## Exercise goal
Write the next part of the knife forum thread below, picking up after its last post.

## Passage to read
[Start of section]
These statements seem at odds with eachother...


----------



## PtownPhil (Nov 23, 2021)

Jovidah said:


> These statements seem at odds with eachother...


Well read between the lines then, he was the one who called me names and accused me of stuff, I haven't said one thing bad about him- the person.


----------



## Jovidah (Nov 23, 2021)

Your first statement already sounded rude and insulting. That may not have been how you intended it, but that's how it came across when typed out on the internet.


----------



## PtownPhil (Nov 23, 2021)

Jovidah said:


> Your first statement already sounded rude and insulting. That may not have been how you intended it, but that's how it came across when typed out on the internet.


That was about the review not the person.


----------



## spaceconvoy (Nov 23, 2021)

it keeps getting better

brb, consulting my shinto priest over whether I should respect the wabi sabi of microchipped edges or if sharpening a knife insults the blacksmith's honor


----------



## PtownPhil (Nov 23, 2021)

Look your all right. I'm preaching to a bunch of people who modify their knives. Sorry for the distraction today. I just try to learn what my teachers are teaching me.


----------



## btbyrd (Nov 23, 2021)

Do any of them teach sharpening?


----------



## PtownPhil (Nov 23, 2021)

btbyrd said:


> Do any of them teach sharpening?


People that tell me, leave, don't argue. Bye.


----------



## tostadas (Nov 23, 2021)

Thanks @ModRQC for taking the time to provide nice photos and your opinions on this knife. I have no other opinion to offer here, so to everyone reading this... Haha, just wasted 10secs of your life.


----------



## Barmoley (Nov 23, 2021)

PtownPhil said:


> Look, I now realize we come from 2 different mindset. I talk to Japanese people about what they look for in a knife.


Are you saying that because I happen not to be Japanese that I can't determine what the knife is good for or that I can't tell that hardness has nothing to do with the cutting technique the knife excels at?


----------



## PtownPhil (Nov 23, 2021)

What I'm saying is I walked myself in on a 5 senior member and 2 accessory fight over what someone else wrote. Great Poem, you happy?
[End of section]
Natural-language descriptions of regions
[Start of section]
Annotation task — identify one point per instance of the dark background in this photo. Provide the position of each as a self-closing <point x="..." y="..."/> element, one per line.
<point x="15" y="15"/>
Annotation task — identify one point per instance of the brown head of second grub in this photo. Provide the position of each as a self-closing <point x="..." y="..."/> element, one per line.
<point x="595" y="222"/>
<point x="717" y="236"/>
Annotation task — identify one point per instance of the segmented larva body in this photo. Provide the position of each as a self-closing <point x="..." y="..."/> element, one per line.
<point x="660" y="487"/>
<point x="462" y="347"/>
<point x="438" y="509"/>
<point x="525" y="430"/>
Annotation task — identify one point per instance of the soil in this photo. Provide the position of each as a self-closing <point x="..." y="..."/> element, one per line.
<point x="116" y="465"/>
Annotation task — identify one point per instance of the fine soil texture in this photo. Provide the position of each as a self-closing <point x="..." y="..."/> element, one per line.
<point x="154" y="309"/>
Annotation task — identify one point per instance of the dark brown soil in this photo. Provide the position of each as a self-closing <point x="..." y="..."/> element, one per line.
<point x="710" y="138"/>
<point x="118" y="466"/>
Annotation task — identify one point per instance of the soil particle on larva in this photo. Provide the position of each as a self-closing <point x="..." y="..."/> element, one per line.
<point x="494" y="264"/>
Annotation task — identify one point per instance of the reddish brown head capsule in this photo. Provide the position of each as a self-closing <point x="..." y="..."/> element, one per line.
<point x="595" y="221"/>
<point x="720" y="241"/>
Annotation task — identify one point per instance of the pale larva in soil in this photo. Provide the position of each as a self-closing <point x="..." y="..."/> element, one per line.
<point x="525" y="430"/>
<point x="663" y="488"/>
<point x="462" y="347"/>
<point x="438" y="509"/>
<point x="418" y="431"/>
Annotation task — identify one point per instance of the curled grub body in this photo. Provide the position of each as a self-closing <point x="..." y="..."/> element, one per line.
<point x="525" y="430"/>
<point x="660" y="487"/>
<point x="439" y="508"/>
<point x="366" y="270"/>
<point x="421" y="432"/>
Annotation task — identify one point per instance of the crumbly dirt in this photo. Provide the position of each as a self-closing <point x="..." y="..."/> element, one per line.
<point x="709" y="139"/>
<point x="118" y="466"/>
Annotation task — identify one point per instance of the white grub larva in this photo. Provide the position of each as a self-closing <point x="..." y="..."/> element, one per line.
[End of section]
## Response below
----------



## TSF415 (Nov 23, 2021)

I have a 240 hap40 Sukenari k-tip. Its an amazing all-rounder that is my main work knife now. It would not be in my top ten knives I would grab to "push cut" but I'm sure everyones definition of what push cutting is different.


----------



## spaceconvoy (Nov 23, 2021)

tostadas said:


> to everyone reading this... Haha, just wasted 10secs of your life.









Now you're making feel slightly bad for piling on with the jokes (but only slightly). Here's my attempt at repentance with something on topic:

I've given up trying to find the perfect do-everything gyuto, and instead have been collecting knives that each fit a certain niche. I keep my Sukenari around because it's excellent at shredding cabbage and kale, and slicing in general. Yes, the tip is thick, but its stiffness and tip-heaviness is an advantage when dealing with a big pile of soft ingredients. It's also perfect for big loaves of bread.


----------



## btbyrd (Nov 23, 2021)

I keep mine around because it's possibly the most beautiful thing I own. But back to the original post and review.

Like the OP, I was surprised to see that the spine and choil on his hairline AS were so square. I thought everything was rounded -- my damascus ones are lovingly rounded on both spine and choil... the best rounding on any of my knvies. But I was happy to hear the OP's first-hand experience of the heat treatment on the steel. I once had it in my mind to track down the legendarily super-hard damascus AS version just to see what all the fuss was about, but I eventually came to think that if I was going to buy another Sukenari just for super-hard steel, it'd be the HAP40. I quite enjoyed hearing the OP's thoughts and seeing all those photos.


----------



## Barmoley (Nov 23, 2021)

PtownPhil said:


> What I'm saying is I walked myself in on a 5 senior member and 2 accessory fight over what someone else wrote. Great Poem, you happy?


The fight is not over what someone else said. It is about what you said. You've made statements that are incorrect and made no sense. You've insulted someone else's review without providing any valid counter points. Everyone is welcomed here, this is a very nice and helpful place most of the time, but when you come with an attitude and very strong, incorrect opinions you need to be able to back them up. When you pretend to be an expert you are expected to know some basic things and you haven't so far shown to know them. You might very well know what you are talking about and know more than the rest of us, but so far it hasn't been displayed in what you've said.


----------



## Jville (Nov 23, 2021)

PtownPhil said:


> Look, I now realize we come from 2 different mindset. I talk to Japanese people about what they look for in a knife.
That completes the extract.